● **INSTRUCCIONES DE TRABAJO**:
(a) Responde, según el pasaje sobre Quintanilha:
(i) ¿En qué países ha desarrollado su trayectoria Marcello Quintanilha?
(ii) ¿Con qué cómic regresa el autor este año?
(iii) ¿Qué profesión ejerce Celia?
(b) Transcribe del pasaje sobre Quintanilha el tramo que va desde "Quintanilha regresa este" hasta "insaciable capitalismo liberal.".

● **PASAJE MOSTRADO**:

Pese a su precocidad, y aunque cuenta ya con una larga trayectoria en Brasil, Francia y España (en nuestro país, sobre todo como ilustrador de prensa), no descubrimos la obra de Marcello Quintanilha hasta la publicación de Tungsteno: un thriller brasileiro de arrabal, descarnado y vibrante, que se apoyaba en un muy elaborado guión cargado de sutilezas. Un trabajo por el que su autor recibió numerosos halagos y merecidos galardones internacionales.
Quintanilha regresa este año con Talco de vídrio, una historia ambientada de nuevo en su Brasil natal, pero sostenida por el análisis psicológico de personajes, frente al predominio de la acción y el componente criminal que encontrábamos en Tungsteno.
Los dos cómics, sin embargo, comparten su apego por un realismo crudo que traspasa el costumbrismo para hundirnos en las miserias del hombre moderno: las de ese nuevo modelo de ciudadano impasible, codicioso e inmune al dolor ajeno, que habita nuestras ciudades. Ese individuo translucido que, con la cabeza baja, deambula por calles, boulevares, pasillos y oficinas, abrumado por el peso de unas obligaciones y expectativas que apenas le dejan vislumbrar más allá de su propia sombra. Un individuo que, de algún modo, somos todos los que empujamos la noria del insaciable capitalismo liberal.
Celia, la protagonista de Talco de vídrio, es también una de esas personas: el prototipo de triunfadora social, una dentista reconocida, con una familia aseada, segura de sí misma y cómodamente instalada en el holograma de perfección que ella misma se ha encargado de diseñar; en resumidas cuentas, una mujer profundamente infeliz y siempre insatisfecha. Como debe de ser.

● **INFORMACIÓN**:
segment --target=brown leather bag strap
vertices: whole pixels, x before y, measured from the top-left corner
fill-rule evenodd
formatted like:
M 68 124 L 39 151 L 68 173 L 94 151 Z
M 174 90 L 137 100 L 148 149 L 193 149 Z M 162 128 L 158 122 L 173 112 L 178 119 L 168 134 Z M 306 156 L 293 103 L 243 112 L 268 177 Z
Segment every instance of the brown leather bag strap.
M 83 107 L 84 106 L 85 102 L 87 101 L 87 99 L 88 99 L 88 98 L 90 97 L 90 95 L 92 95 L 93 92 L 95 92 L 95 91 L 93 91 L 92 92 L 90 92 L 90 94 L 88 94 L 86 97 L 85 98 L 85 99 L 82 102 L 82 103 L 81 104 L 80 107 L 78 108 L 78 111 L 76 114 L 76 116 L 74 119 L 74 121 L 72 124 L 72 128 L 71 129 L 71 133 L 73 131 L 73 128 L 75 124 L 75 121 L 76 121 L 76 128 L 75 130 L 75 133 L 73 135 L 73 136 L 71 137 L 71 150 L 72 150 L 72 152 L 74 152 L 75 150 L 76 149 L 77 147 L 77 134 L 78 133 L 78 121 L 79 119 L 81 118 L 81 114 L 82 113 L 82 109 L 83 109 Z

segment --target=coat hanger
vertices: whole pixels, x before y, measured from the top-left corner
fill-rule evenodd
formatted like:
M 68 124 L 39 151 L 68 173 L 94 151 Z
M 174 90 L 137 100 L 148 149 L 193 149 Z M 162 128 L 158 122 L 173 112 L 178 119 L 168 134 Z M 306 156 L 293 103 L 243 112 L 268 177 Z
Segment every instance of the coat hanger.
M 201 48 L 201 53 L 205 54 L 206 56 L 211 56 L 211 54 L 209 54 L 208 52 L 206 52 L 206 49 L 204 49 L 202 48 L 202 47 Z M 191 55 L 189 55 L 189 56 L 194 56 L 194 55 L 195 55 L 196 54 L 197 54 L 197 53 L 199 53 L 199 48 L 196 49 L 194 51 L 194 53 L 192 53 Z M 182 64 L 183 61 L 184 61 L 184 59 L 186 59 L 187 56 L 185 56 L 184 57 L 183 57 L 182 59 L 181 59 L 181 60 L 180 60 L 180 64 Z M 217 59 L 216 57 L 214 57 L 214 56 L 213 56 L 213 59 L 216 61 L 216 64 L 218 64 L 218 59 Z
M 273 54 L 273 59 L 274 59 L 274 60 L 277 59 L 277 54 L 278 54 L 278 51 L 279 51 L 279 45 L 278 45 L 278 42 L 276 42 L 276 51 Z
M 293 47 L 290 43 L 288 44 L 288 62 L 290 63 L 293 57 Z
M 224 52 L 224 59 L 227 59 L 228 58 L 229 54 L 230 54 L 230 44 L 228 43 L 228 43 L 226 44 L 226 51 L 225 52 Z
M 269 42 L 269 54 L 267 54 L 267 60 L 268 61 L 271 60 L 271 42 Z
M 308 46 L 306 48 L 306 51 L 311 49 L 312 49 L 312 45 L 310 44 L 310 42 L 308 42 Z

● **RESULTADOS POR TAREA**:
(a)
(i) Brasil, Francia y España.
(ii) Con Talco de vídrio.
(iii) Es dentista.

(b)
Quintanilha regresa este año con Talco de vídrio, una historia ambientada de nuevo en su Brasil natal, pero sostenida por el análisis psicológico de personajes, frente al predominio de la acción y el componente criminal que encontrábamos en Tungsteno.
Los dos cómics, sin embargo, comparten su apego por un realismo crudo que traspasa el costumbrismo para hundirnos en las miserias del hombre moderno: las de ese nuevo modelo de ciudadano impasible, codicioso e inmune al dolor ajeno, que habita nuestras ciudades. Ese individuo translucido que, con la cabeza baja, deambula por calles, boulevares, pasillos y oficinas, abrumado por el peso de unas obligaciones y expectativas que apenas le dejan vislumbrar más allá de su propia sombra. Un individuo que, de algún modo, somos todos los que empujamos la noria del insaciable capitalismo liberal.